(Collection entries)
***
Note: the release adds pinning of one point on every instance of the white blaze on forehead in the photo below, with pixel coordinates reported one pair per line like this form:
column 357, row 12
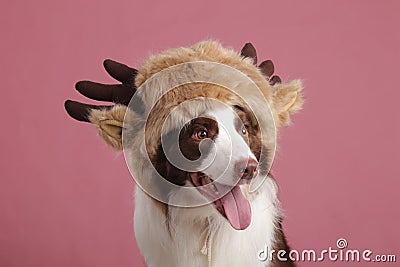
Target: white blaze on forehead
column 230, row 147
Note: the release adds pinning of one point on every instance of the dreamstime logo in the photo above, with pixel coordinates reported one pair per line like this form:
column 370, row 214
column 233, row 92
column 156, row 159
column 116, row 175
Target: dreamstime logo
column 137, row 131
column 340, row 253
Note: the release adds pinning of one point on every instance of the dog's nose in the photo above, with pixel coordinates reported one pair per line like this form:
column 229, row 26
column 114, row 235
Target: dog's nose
column 248, row 168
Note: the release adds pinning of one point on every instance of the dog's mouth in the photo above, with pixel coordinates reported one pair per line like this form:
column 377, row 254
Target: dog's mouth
column 230, row 201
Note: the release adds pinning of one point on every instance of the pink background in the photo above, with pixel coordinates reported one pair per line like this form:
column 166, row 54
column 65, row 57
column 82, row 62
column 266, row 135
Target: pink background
column 67, row 200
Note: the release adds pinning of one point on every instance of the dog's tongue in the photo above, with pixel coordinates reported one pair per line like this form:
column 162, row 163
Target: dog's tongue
column 237, row 207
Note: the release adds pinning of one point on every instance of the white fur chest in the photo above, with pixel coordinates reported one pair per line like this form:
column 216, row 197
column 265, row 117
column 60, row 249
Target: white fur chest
column 194, row 240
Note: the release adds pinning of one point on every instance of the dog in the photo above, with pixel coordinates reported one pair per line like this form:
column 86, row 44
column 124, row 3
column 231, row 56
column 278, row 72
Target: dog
column 195, row 149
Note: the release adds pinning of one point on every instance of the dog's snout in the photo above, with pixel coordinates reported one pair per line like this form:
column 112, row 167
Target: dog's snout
column 247, row 168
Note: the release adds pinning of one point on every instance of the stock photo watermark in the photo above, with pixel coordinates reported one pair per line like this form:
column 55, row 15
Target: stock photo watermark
column 340, row 253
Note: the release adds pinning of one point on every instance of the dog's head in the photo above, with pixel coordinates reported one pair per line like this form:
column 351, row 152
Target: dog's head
column 201, row 135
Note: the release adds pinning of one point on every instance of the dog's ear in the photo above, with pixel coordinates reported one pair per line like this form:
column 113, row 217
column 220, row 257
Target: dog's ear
column 109, row 124
column 287, row 99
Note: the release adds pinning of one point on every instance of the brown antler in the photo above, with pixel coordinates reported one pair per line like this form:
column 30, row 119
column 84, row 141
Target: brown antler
column 116, row 93
column 266, row 67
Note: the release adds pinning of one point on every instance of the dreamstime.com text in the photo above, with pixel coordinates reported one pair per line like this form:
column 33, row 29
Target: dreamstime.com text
column 338, row 254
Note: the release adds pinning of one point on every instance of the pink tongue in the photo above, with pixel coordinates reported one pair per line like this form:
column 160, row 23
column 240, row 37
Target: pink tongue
column 237, row 207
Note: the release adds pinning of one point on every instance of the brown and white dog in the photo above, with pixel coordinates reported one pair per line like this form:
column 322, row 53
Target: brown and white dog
column 217, row 131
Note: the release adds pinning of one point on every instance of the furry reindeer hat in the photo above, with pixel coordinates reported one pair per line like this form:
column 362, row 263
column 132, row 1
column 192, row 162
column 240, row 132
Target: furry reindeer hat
column 183, row 81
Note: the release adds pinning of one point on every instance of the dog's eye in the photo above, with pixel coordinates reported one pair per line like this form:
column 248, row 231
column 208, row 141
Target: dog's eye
column 244, row 130
column 201, row 134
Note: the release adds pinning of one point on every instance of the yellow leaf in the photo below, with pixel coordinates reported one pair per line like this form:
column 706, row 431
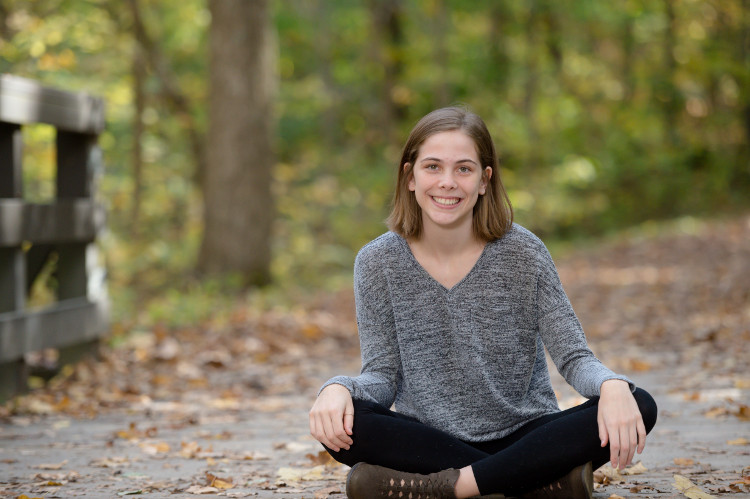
***
**Exercise directions**. Each line of the data above should be reproduced without alteration, and no picture should appear in the copy.

**Response to this task**.
Note: the release adds pinning of one point on every instance of the white blaze on forehead in the photo below, with pixel coordinates reported one pair per line like this form:
column 357, row 12
Target: white blaze on forehead
column 230, row 147
Note: the release adds pinning of one point on every instance of the dreamstime logo in the photo above, with pixel coordinates reported one pair per line like this form:
column 370, row 214
column 233, row 92
column 156, row 159
column 116, row 175
Target: dreamstime logo
column 137, row 131
column 340, row 253
Note: the release adds pinning of one point on every instance of the dog's nose in the photo above, with pixel coordinates reported one pair per line like this form:
column 229, row 26
column 114, row 235
Target: dog's nose
column 248, row 168
Note: the release adds pinning of one point on every instance of the dog's mouth in the photo above, with pixel coordinates reported one pair per line like this form:
column 377, row 254
Target: dog's mouth
column 230, row 201
Note: the release adds pinning of one point on every instance of the pink background in the photo above, with pixel coordinates reported one pair per line like this form:
column 166, row 54
column 65, row 57
column 82, row 62
column 266, row 135
Target: pink background
column 67, row 200
Note: the release adds pinning of one point on every instance of the dog's tongue in the photo above, with pixel coordinates reported one pair per line like this form:
column 162, row 163
Target: dog's tongue
column 237, row 207
Note: the release adds pinning of one point on every instance of the white fur chest in the photo above, with pixel coordinates reported one pair per line like this form:
column 216, row 197
column 265, row 117
column 60, row 249
Target: white fur chest
column 194, row 240
Note: the release adds pinning of one point on every instance of the dog in the photo above, with pixel coordinates reported one pair per line like this form:
column 86, row 44
column 124, row 3
column 231, row 56
column 278, row 72
Target: dog
column 195, row 149
Note: the release adds pinning of one point on every instance of the dog's snout in the photo above, with pixel coordinates reported one pair per line like this form:
column 112, row 167
Target: dog's snout
column 247, row 168
Note: the release adds pinning of one point on every instance of the stock photo watermark in the photo above, with pixel coordinates reported one pair per line like this form:
column 55, row 15
Target: stock photo watermark
column 340, row 253
Note: the release adds pinning of one point on every instance of the dog's head in the photo above, with pixel coordinates reported one pair per line like this form:
column 351, row 152
Target: dog's head
column 201, row 135
Note: the release adds pinning of one point on every instance of the dog's ear in the photo above, with pixel coordinates reported one pair per line like this form:
column 113, row 217
column 220, row 257
Target: dog's ear
column 109, row 124
column 287, row 99
Note: the release adds pinning of one point on every instance of the brown antler in the photo above, with pixel coordinates reported one pair per line like this form:
column 30, row 119
column 84, row 141
Target: brown antler
column 116, row 93
column 266, row 67
Note: the release adds pinning of one point on every instance of the dreamstime.com text in the photo above, with pixel coordinates reported one pair per line like this form:
column 33, row 29
Target: dreamstime.com text
column 338, row 254
Note: the release adds pinning of one point on every instance of the pink tongue in the photo above, with pixel coordinates reported one pair per line like this form:
column 160, row 23
column 240, row 37
Target: pink tongue
column 237, row 207
Note: the release adds pinning of one point on every instance of the brown and white dog in the photo above, with pixel coordinates reported one pair per line like this form:
column 322, row 53
Target: brown and white dog
column 217, row 131
Note: the release adds pinning of one point on every instance of the furry reindeer hat in the photo above, with pixel coordinates reported one pair per line like this form:
column 362, row 263
column 132, row 1
column 192, row 162
column 240, row 132
Target: furry reindeer hat
column 183, row 81
Note: the release adds pinning of one point on every instance of the dog's eye in the photo above, with pixel coordinates reported one pair per line like this form:
column 248, row 231
column 208, row 141
Target: dog's eye
column 244, row 130
column 201, row 134
Note: the release adds pinning of one point on every instance of the yellow leaf in the photo below, with pixel coordinates reported one pair per line like this form:
column 706, row 431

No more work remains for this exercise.